━━ ENTRIES
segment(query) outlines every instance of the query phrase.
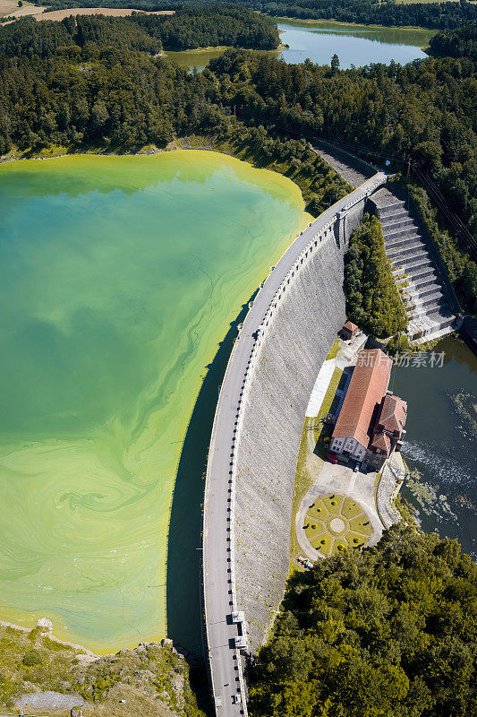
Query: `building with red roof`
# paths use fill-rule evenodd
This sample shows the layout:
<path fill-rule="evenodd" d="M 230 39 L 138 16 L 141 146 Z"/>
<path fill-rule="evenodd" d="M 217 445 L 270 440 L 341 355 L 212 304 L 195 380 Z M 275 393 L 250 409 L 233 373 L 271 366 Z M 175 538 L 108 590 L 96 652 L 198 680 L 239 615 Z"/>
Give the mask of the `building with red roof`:
<path fill-rule="evenodd" d="M 360 351 L 333 430 L 333 453 L 380 468 L 400 447 L 407 404 L 388 393 L 392 365 L 380 349 Z"/>

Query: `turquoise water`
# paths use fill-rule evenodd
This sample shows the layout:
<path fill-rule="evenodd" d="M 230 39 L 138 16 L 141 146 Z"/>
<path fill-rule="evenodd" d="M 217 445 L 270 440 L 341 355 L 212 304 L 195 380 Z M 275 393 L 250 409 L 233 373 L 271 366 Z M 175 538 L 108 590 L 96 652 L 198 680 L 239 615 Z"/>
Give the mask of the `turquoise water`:
<path fill-rule="evenodd" d="M 300 22 L 279 21 L 280 41 L 289 48 L 280 53 L 287 64 L 307 58 L 319 65 L 329 65 L 333 55 L 341 69 L 352 65 L 361 67 L 370 63 L 405 65 L 428 56 L 421 49 L 434 34 L 425 30 L 402 30 L 338 22 Z"/>
<path fill-rule="evenodd" d="M 301 193 L 214 152 L 72 156 L 1 167 L 0 217 L 0 617 L 99 652 L 164 636 L 201 376 Z"/>
<path fill-rule="evenodd" d="M 393 371 L 391 388 L 408 405 L 403 455 L 413 474 L 403 494 L 425 531 L 457 538 L 476 560 L 477 357 L 454 338 L 433 350 L 442 365 Z"/>
<path fill-rule="evenodd" d="M 319 65 L 329 65 L 337 54 L 342 69 L 352 65 L 361 67 L 370 63 L 388 64 L 391 60 L 405 65 L 427 57 L 422 48 L 429 45 L 434 34 L 429 30 L 370 27 L 344 22 L 277 21 L 281 30 L 280 41 L 289 48 L 279 53 L 288 65 L 304 62 L 307 58 Z M 182 67 L 195 66 L 199 71 L 219 57 L 224 50 L 168 52 L 166 56 Z M 277 52 L 272 52 L 277 56 Z"/>

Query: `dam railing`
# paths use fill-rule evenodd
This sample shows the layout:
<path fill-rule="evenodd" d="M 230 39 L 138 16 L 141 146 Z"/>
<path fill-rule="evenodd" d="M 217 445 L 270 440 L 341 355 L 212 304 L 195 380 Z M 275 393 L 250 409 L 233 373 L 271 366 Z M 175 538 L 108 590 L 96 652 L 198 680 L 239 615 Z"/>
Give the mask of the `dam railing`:
<path fill-rule="evenodd" d="M 217 401 L 209 452 L 203 512 L 203 610 L 207 655 L 217 715 L 247 715 L 247 692 L 239 638 L 246 626 L 235 585 L 234 509 L 236 447 L 253 370 L 268 325 L 287 289 L 315 251 L 340 236 L 348 212 L 388 180 L 377 173 L 320 214 L 280 258 L 260 287 L 230 356 Z M 337 232 L 336 232 L 337 223 Z M 246 616 L 245 616 L 246 618 Z"/>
━━━━
[TASK GOAL]: Recast all of the items above as a single numbered list, one line per entry, omitting blank lines. Leave the pictures out.

[REPLY]:
1. segment(query) outlines every instance of the query phrase.
2. Query: `building with red roof`
3. # paths use fill-rule evenodd
4. This sample shows the layout:
5. <path fill-rule="evenodd" d="M 230 39 L 138 16 L 141 146 Z"/>
6. <path fill-rule="evenodd" d="M 217 445 L 270 440 L 341 355 L 212 304 L 195 380 Z M 275 393 L 250 409 L 233 373 L 271 366 Z M 175 538 L 108 590 L 96 652 L 198 680 L 239 615 Z"/>
7. Give the mask of the `building with red roof`:
8. <path fill-rule="evenodd" d="M 360 351 L 333 430 L 333 453 L 380 468 L 400 447 L 407 404 L 388 393 L 392 365 L 380 349 Z"/>
9. Query: `turquoise water`
10. # paths use fill-rule evenodd
11. This sample shows the layout:
12. <path fill-rule="evenodd" d="M 230 39 L 138 16 L 141 146 Z"/>
13. <path fill-rule="evenodd" d="M 217 445 L 270 440 L 341 355 L 212 304 L 195 380 Z M 275 393 L 250 409 L 233 373 L 271 366 Z M 175 538 L 108 590 L 96 652 L 198 680 L 239 615 Z"/>
14. Give the mask of the `turquoise water`:
15. <path fill-rule="evenodd" d="M 300 22 L 279 21 L 280 41 L 289 48 L 280 53 L 287 64 L 307 58 L 319 65 L 329 65 L 333 55 L 341 69 L 352 65 L 361 67 L 370 63 L 405 65 L 428 56 L 421 49 L 434 34 L 425 30 L 402 30 L 338 22 Z"/>
16. <path fill-rule="evenodd" d="M 301 193 L 214 152 L 72 156 L 1 167 L 0 217 L 0 617 L 99 652 L 164 636 L 201 376 Z"/>
17. <path fill-rule="evenodd" d="M 393 371 L 391 388 L 408 405 L 403 455 L 413 474 L 403 494 L 425 531 L 457 538 L 476 560 L 477 357 L 454 338 L 433 350 L 442 365 Z"/>
18. <path fill-rule="evenodd" d="M 319 65 L 329 65 L 337 54 L 342 69 L 352 65 L 361 67 L 370 63 L 388 64 L 391 60 L 405 65 L 427 57 L 422 48 L 429 45 L 434 34 L 429 30 L 370 27 L 344 22 L 277 21 L 281 30 L 280 41 L 289 48 L 279 53 L 288 65 L 304 62 L 307 58 Z M 182 67 L 195 66 L 199 71 L 219 57 L 224 50 L 168 52 L 166 56 Z M 277 52 L 272 52 L 277 56 Z"/>
19. Query: `dam railing`
20. # paths use fill-rule evenodd
21. This sample shows the layout:
22. <path fill-rule="evenodd" d="M 230 39 L 138 16 L 141 146 Z"/>
23. <path fill-rule="evenodd" d="M 217 445 L 270 440 L 341 355 L 212 304 L 195 380 Z M 275 393 L 250 409 L 233 373 L 271 366 Z M 175 538 L 108 590 L 96 652 L 198 680 L 239 615 Z"/>
24. Give the mask of the `dam railing`:
25. <path fill-rule="evenodd" d="M 217 401 L 209 452 L 203 512 L 203 610 L 207 655 L 217 715 L 247 715 L 247 692 L 239 638 L 246 626 L 235 585 L 234 509 L 236 447 L 253 370 L 268 325 L 287 289 L 315 251 L 340 236 L 348 212 L 388 180 L 377 173 L 320 214 L 280 258 L 260 287 L 230 356 Z M 337 232 L 336 232 L 337 223 Z M 246 616 L 245 616 L 246 618 Z"/>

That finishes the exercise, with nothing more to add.